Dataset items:
○ ○ ○ ○ ○
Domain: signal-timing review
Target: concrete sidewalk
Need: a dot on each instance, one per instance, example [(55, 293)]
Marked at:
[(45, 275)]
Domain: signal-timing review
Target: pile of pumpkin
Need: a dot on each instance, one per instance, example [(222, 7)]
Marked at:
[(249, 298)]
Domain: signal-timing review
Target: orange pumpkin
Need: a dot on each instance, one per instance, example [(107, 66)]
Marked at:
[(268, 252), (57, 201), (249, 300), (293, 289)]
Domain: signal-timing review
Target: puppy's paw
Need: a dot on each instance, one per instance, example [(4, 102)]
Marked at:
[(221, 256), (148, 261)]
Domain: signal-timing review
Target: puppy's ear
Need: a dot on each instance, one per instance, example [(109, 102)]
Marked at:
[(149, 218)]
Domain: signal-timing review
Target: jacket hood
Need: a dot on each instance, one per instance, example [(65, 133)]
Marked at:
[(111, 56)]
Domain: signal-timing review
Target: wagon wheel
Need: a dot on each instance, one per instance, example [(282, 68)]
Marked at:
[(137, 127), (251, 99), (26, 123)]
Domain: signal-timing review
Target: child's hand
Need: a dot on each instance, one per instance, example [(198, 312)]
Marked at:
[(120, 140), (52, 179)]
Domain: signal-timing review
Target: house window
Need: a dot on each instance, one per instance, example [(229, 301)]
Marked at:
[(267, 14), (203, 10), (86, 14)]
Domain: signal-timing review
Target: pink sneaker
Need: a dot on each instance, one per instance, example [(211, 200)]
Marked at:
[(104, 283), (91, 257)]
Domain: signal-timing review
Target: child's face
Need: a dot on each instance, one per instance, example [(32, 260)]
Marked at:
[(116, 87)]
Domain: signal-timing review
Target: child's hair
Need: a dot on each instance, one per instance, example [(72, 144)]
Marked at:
○ ○ ○ ○ ○
What to produce – Copy out the records again, swapping "signal-timing review" for "crosswalk safety review" and keeping everything else the same.

Result –
Domain: crosswalk safety review
Target: concrete sidewalk
Need: a dot on each instance, one per instance, example [(55, 293)]
Marked at:
[(45, 275)]
Domain: crosswalk safety review
Target: pile of pumpkin
Need: a dot on each instance, one per instance, example [(222, 7)]
Marked at:
[(249, 298)]
Domain: crosswalk safety review
Target: orange pumpkin
Need: a dot on each instance, one per instance, example [(107, 66)]
Marked at:
[(268, 252), (57, 201), (249, 300), (293, 289)]
Domain: crosswalk safety review
Target: puppy's paw
Need: a dot on each instance, one per instance, example [(4, 102)]
Marked at:
[(221, 256), (148, 261)]
Domain: crosswalk safety review
Target: puppy's ear
Need: a dot on each instance, one per instance, example [(109, 102)]
Marked at:
[(149, 218)]
Domain: crosswalk safety review
Target: jacket hood
Need: a dot on each instance, one per instance, example [(65, 133)]
Marked at:
[(111, 56)]
Domain: crosswalk safety review
Target: wagon wheel
Need: a dot on each instance, one per instance, example [(282, 68)]
Marked at:
[(137, 127), (251, 99), (26, 123)]
Domain: crosswalk safety review
Target: child's hand
Need: a dot on each instance, one per instance, example [(198, 312)]
Marked at:
[(120, 140), (52, 179)]
Domain: crosswalk safety review
Target: house window
Need: a dot on each instance, one per instance, example [(229, 301)]
Marked at:
[(267, 14), (203, 10), (86, 14)]
Domain: crosswalk safety review
Target: pink sneaker
Need: a dot on each instance, one per instance, example [(211, 200)]
Marked at:
[(104, 283), (91, 257)]
Domain: crosswalk safety review
Target: child's face
Need: a dot on each instance, one per instance, example [(32, 260)]
Marked at:
[(116, 87)]
Domain: crosswalk safety review
Target: child's hair
Need: a dot on each instance, one per instance, example [(72, 144)]
Marked at:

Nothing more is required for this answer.